■ CONSIGNA 1: Extrae de la reflexión sobre el Pan de Vida el fragmento que va desde "Ese es el valor" hasta "quien Él envió.", ambos incluidos, y cópialo sin cambios.

━━━━━━━━━━━━━━━━━━━━

07/09/2024

Jn 6, 22-29


«No trabajen por ese alimento que se acaba, sino por el alimento que dura para la vida eterna y que les dará el Hijo del hombre; porque a este, el Padre Dios lo ha marcado con su sello» (Jn 6, 27).

 

Madre nuestra: en el momento en que Jesús dio ese discurso del “Pan de Vida”, era prácticamente imposible entender el significado de aquellas misteriosas palabras. Hablaba de un alimento que dura para la vida eterna.

Y después, dijo que su carne es comida y su sangre es bebida. ¿Quién podía entender eso? Pensaron que Jesús se había vuelto loco.

Pero ahora, después de la venida del Espíritu Santo, con toda la doctrina de la Iglesia sobre la Sagrada Eucaristía, y con tantos y tantos escritos maravillosos de los santos y de otros autores espirituales, podemos captar un poco más, sin entender todo, porque es un misterio, la maravillosa verdad de la presencia real de Jesucristo bajo las especies sacramentales. Agradecemos a Dios tan enorme regalo.

Jesús había prometido estar con nosotros todos los días hasta el fin del mundo. Y lo ha cumplido maravillosamente, de diversas maneras, pero sobre todo por su presencia real en la Eucaristía, lo cual permite que nos acerquemos también a Él, no solo para adorarlo y abrirle nuestra alma, sino para recibirlo cuando comulgamos. Se entiende muy bien que la Iglesia haya establecido como un mandamiento comulgar por lo menos una vez al año, con las debidas disposiciones. Y es que Jesús dijo que si no comemos la carne del Hijo del hombre no tendremos vida en nosotros.

Madre: tú fuiste la primera adoradora de Jesús. Enséñanos a aprovechar muy bien su presencia entre nosotros, alimentándonos de su Cuerpo y de su Sangre, y rindiéndole el debido culto ante su presencia en la Sagrada Eucaristía.

 

Hijo mío: ven a contemplar conmigo a Jesús vivo en la Eucaristía.

Adoremos.

Cree que el Señor está presente realmente y substancialmente. Es Él. El mismo que Dios envió al mundo para dar la vida por ti, crucificado para perdonar tus pecados, para salvarte, pagando por ti tu rescate con el valor infinito de su preciosa sangre.

Ese es el valor que tiene tu vida para Dios, aunque no lo mereces, aunque seas tan solo un ser miserable, indigno y pecador.

Tú eres la creación de Dios. Por el sacrificio de su Hijo Jesucristo te renovó. Y ahora tienes la dignidad de hijo de Dios. Ese es el infinito valor que el Señor le dio a tu vida. Lo único que te pide es que creas en Jesucristo, su único Hijo, a quien Él envió.

Participa, hijo mío, en la obra de Dios. Cree en Jesucristo. Búscalo, para que lo encuentres, para que lo ames, para que lo sigas, para que te salves.

━━━━━━━━━━━━━━━━━━━━

■ CONSIGNA 2: Saca del listado todas las líneas que contengan la palabra "photo" y cópialas tal como aparecen.

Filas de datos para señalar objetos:
━━━━━━━━━━━━━━━━━━━━

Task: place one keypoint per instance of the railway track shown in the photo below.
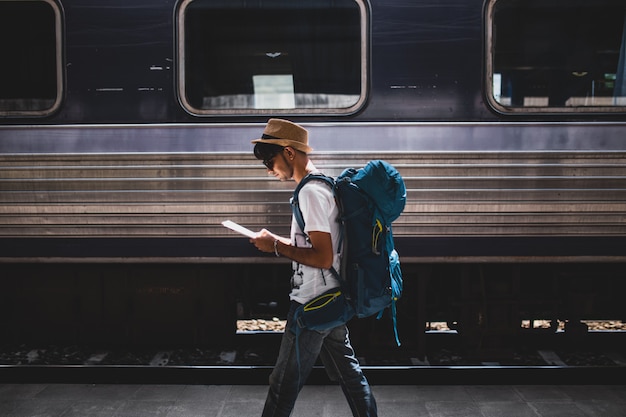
(597, 357)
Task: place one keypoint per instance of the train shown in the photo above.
(125, 131)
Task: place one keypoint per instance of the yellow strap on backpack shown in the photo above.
(321, 301)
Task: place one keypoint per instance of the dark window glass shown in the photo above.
(279, 56)
(556, 55)
(30, 74)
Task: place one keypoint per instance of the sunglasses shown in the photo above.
(269, 162)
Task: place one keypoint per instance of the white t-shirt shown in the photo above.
(320, 214)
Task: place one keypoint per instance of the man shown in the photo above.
(284, 149)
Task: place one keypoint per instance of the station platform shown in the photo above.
(163, 400)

━━━━━━━━━━━━━━━━━━━━

■ SOLUCIÓN DETALLADA 1:
Ese es el valor que tiene tu vida para Dios, aunque no lo mereces, aunque seas tan solo un ser miserable, indigno y pecador.

Tú eres la creación de Dios. Por el sacrificio de su Hijo Jesucristo te renovó. Y ahora tienes la dignidad de hijo de Dios. Ese es el infinito valor que el Señor le dio a tu vida. Lo único que te pide es que creas en Jesucristo, su único Hijo, a quien Él envió.

■ SOLUCIÓN DETALLADA 2:
Task: place one keypoint per instance of the railway track shown in the photo below.
Task: place one keypoint per instance of the train shown in the photo above.
Task: place one keypoint per instance of the yellow strap on backpack shown in the photo above.
Task: place one keypoint per instance of the dark window glass shown in the photo above.
Task: place one keypoint per instance of the sunglasses shown in the photo above.
Task: place one keypoint per instance of the white t-shirt shown in the photo above.
Task: place one keypoint per instance of the man shown in the photo above.
Task: place one keypoint per instance of the station platform shown in the photo above.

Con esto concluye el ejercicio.